**Short exercise**
Scan the records for the line containing "cityscape in this photo."; extract it and all later lines, verbatim, through the end, and nothing before it.

**Material provided**
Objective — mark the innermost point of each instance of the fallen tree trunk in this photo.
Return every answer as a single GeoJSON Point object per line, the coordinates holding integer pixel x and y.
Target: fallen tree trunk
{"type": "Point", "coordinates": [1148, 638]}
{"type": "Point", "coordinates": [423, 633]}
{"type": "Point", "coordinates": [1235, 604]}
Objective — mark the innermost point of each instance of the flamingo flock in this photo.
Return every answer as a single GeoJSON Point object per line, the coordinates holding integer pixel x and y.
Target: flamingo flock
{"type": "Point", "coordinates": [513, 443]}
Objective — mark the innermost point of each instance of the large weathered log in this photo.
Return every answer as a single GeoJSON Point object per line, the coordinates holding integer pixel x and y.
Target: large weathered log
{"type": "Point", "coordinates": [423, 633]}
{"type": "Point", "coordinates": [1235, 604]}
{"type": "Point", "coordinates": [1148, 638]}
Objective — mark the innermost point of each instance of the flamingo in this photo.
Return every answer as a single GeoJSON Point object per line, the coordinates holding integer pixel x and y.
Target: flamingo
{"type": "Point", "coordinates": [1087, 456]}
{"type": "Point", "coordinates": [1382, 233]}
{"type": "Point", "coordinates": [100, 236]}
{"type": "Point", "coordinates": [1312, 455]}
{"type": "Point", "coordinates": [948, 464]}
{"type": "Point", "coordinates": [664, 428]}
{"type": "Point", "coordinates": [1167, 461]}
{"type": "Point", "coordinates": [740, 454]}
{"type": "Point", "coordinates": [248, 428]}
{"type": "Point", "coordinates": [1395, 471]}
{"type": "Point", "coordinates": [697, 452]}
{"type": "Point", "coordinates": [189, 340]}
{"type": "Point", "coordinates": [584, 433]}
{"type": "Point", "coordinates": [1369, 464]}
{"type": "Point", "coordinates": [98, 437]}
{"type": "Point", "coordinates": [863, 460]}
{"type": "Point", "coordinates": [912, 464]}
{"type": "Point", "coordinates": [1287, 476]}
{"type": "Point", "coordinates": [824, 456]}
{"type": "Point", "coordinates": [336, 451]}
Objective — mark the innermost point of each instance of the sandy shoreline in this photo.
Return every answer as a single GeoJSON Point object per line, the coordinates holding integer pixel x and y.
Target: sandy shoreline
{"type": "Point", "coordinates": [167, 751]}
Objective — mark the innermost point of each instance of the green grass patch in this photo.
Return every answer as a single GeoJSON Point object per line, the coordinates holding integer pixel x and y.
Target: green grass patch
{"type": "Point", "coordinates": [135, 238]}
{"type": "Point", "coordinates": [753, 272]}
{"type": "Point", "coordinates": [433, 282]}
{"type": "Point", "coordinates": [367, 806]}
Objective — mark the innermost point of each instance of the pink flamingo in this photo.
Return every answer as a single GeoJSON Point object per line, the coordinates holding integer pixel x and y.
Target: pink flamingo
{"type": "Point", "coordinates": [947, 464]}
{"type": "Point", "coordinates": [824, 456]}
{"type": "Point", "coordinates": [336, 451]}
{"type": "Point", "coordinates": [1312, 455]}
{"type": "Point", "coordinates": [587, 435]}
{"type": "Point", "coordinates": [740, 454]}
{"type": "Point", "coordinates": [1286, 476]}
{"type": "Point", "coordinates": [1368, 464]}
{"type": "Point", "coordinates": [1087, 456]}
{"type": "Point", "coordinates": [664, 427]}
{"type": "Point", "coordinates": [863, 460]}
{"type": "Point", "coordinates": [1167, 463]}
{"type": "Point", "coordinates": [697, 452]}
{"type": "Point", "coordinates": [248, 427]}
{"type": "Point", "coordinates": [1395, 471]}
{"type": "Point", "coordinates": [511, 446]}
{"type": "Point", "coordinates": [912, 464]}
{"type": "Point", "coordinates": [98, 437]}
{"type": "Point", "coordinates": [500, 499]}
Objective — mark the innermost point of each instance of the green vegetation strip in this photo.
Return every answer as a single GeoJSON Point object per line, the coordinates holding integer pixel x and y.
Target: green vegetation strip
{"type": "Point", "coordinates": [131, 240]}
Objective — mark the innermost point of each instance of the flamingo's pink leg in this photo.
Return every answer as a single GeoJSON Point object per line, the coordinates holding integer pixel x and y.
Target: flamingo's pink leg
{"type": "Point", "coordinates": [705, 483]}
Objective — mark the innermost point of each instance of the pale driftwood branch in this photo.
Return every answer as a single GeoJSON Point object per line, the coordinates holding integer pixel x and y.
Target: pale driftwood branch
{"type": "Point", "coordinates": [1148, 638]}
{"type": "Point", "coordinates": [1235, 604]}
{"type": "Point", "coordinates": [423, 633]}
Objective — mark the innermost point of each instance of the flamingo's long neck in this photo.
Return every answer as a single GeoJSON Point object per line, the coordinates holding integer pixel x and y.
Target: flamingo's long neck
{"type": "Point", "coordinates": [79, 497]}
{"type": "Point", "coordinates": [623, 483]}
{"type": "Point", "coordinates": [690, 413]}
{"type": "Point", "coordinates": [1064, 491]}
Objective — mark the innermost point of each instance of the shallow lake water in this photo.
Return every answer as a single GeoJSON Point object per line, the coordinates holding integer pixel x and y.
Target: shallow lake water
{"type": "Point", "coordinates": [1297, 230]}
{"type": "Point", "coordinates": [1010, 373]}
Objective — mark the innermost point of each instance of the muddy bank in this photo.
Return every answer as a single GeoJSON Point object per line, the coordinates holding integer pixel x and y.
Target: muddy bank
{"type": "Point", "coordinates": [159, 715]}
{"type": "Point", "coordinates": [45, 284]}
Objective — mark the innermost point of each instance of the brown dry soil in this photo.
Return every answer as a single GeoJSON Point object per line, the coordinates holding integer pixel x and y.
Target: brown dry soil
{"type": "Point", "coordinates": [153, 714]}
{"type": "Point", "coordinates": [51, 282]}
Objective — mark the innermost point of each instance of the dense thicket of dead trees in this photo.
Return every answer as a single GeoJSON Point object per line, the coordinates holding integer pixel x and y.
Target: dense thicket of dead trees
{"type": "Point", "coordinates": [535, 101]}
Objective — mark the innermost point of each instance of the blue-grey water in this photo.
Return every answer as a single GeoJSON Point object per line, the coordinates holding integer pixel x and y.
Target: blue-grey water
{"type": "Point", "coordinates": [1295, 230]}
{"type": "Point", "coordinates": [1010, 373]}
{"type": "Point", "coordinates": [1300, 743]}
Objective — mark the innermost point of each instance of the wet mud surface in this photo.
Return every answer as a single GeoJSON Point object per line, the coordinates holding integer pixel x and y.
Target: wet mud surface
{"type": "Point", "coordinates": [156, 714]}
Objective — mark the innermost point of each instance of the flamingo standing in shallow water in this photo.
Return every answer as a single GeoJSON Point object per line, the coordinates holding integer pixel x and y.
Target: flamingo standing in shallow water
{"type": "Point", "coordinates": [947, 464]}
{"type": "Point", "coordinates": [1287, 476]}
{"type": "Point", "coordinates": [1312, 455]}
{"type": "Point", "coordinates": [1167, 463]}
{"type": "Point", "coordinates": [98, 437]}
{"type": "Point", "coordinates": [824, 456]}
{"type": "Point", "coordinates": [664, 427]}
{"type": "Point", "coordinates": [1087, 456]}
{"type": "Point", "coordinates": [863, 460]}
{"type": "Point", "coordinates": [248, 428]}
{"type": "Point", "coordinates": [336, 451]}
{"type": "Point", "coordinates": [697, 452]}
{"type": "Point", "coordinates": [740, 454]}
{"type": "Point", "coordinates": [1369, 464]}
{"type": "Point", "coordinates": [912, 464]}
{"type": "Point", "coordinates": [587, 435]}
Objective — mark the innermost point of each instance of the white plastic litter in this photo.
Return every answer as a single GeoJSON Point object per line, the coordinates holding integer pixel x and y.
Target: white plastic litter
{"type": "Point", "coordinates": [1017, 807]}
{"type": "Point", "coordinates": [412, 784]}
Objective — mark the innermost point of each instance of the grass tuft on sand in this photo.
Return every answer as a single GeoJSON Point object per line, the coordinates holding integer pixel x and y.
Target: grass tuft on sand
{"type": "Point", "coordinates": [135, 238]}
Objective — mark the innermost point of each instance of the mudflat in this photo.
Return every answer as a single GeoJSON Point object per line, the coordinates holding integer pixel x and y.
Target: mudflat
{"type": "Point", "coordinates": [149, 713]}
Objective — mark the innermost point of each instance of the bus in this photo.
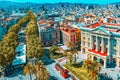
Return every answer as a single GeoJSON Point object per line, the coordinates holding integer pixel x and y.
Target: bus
{"type": "Point", "coordinates": [61, 70]}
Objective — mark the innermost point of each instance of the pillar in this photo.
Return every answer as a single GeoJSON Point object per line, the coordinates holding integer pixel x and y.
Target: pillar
{"type": "Point", "coordinates": [97, 44]}
{"type": "Point", "coordinates": [104, 63]}
{"type": "Point", "coordinates": [109, 46]}
{"type": "Point", "coordinates": [118, 47]}
{"type": "Point", "coordinates": [103, 45]}
{"type": "Point", "coordinates": [91, 42]}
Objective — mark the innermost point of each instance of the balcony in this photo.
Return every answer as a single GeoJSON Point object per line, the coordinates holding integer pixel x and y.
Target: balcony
{"type": "Point", "coordinates": [98, 52]}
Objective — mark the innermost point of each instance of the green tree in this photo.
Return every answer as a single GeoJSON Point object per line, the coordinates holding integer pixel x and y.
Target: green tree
{"type": "Point", "coordinates": [93, 68]}
{"type": "Point", "coordinates": [70, 57]}
{"type": "Point", "coordinates": [42, 72]}
{"type": "Point", "coordinates": [53, 49]}
{"type": "Point", "coordinates": [29, 69]}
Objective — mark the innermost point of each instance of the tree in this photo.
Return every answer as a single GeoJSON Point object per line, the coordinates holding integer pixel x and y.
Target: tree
{"type": "Point", "coordinates": [42, 73]}
{"type": "Point", "coordinates": [29, 69]}
{"type": "Point", "coordinates": [70, 57]}
{"type": "Point", "coordinates": [53, 49]}
{"type": "Point", "coordinates": [73, 50]}
{"type": "Point", "coordinates": [93, 68]}
{"type": "Point", "coordinates": [70, 45]}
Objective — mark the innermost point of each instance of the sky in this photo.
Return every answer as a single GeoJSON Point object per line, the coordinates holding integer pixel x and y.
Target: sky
{"type": "Point", "coordinates": [71, 1]}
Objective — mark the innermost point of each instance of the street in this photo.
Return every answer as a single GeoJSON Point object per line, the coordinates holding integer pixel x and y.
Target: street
{"type": "Point", "coordinates": [50, 66]}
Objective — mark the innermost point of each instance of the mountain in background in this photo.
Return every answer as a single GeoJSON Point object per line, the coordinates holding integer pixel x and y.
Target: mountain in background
{"type": "Point", "coordinates": [5, 4]}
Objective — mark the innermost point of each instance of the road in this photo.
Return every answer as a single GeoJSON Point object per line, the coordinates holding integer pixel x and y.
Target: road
{"type": "Point", "coordinates": [50, 66]}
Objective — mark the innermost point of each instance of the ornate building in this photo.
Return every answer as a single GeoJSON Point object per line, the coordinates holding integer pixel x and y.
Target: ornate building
{"type": "Point", "coordinates": [49, 33]}
{"type": "Point", "coordinates": [102, 43]}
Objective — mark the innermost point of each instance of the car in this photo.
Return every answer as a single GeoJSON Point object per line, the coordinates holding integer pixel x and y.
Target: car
{"type": "Point", "coordinates": [72, 77]}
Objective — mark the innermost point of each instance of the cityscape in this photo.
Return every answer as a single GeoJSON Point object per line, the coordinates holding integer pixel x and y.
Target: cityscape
{"type": "Point", "coordinates": [59, 40]}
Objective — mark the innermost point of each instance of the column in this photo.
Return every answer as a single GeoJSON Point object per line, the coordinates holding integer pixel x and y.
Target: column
{"type": "Point", "coordinates": [97, 44]}
{"type": "Point", "coordinates": [103, 45]}
{"type": "Point", "coordinates": [105, 63]}
{"type": "Point", "coordinates": [118, 47]}
{"type": "Point", "coordinates": [109, 46]}
{"type": "Point", "coordinates": [91, 42]}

**Solution below**
Objective — mark the innermost point of each instance of the cityscape in this photo.
Return every answer as a single GeoJSON Point object per line, the coordinates holding integer pixel x and y.
Target: cityscape
{"type": "Point", "coordinates": [59, 40]}
Objective — mark the innermost point of each instance of the column in this photo.
Return every answer as a single GeoJSON Point object per line, the coordinates holding integer pixel x and y.
Target: column
{"type": "Point", "coordinates": [97, 44]}
{"type": "Point", "coordinates": [103, 45]}
{"type": "Point", "coordinates": [105, 63]}
{"type": "Point", "coordinates": [118, 47]}
{"type": "Point", "coordinates": [109, 46]}
{"type": "Point", "coordinates": [91, 42]}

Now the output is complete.